** Exercise requirements **
Set every record down verbatim and omit the pictures.

----------------

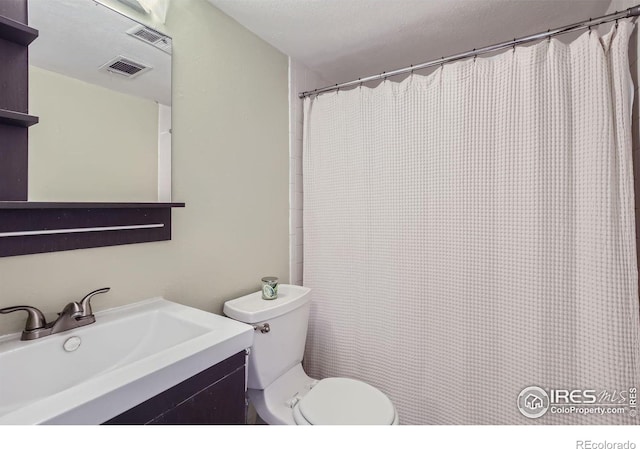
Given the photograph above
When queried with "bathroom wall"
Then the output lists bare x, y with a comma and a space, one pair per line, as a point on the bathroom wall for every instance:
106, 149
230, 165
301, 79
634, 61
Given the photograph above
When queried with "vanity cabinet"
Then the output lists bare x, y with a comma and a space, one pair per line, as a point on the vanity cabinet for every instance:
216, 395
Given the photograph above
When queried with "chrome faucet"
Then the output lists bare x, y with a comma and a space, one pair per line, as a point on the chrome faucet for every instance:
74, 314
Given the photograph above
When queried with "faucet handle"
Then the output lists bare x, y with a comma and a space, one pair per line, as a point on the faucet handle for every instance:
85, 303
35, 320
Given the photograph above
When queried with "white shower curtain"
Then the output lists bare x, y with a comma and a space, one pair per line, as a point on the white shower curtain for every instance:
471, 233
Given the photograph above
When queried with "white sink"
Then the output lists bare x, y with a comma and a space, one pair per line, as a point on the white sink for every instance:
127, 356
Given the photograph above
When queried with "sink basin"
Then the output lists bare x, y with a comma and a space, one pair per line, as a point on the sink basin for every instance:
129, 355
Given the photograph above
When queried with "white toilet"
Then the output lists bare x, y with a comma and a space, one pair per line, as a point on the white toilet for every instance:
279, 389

----------------

** Finished answer **
Given the photograph above
When queried with "bathroom wall"
Then the output lists bare x, y with a comma and a space, one pair per line, as a point on the bathroom wall for every instance:
106, 149
230, 165
301, 79
634, 61
Given the photograph above
When queried with "vanity cabinet"
Then the output lists bare x, y with a comma and a space, one pair per line, as a point on the vanity cabinet for every instance:
216, 395
Given the photograph above
When queried with "chrome faucet"
Then the output lists bare x, y with a comma and a space, one pair per line, as a point on the chrome faucet for every instance:
74, 314
Given the photograph above
When queried with "faucet handle"
Then the output lists bare x, y with a comma and a space, one pair per line, as a point on the faucet handle for every instance:
85, 303
35, 320
Given the photograph above
When queried with "white shower curtain"
Then the output lists bare x, y with a comma and a space, one pair per line, as a point on the white shower curtain for every instance:
471, 233
Given the photograph above
When queried with "white sink"
Then the output lists bare x, y with a comma and a space, one pair per line, as a point on the white sink for every instance:
127, 356
Given the photograph above
When queried with "sink basin"
Then the output lists bare x, y with a comma and a space, one pair per line, as a point on the sink basin for every instance:
129, 355
Given the photograph above
When queried with "white toilet"
Then the output lists bare x, y with a comma and a space, one pair per line, as a point on the white toilet for every instance:
279, 389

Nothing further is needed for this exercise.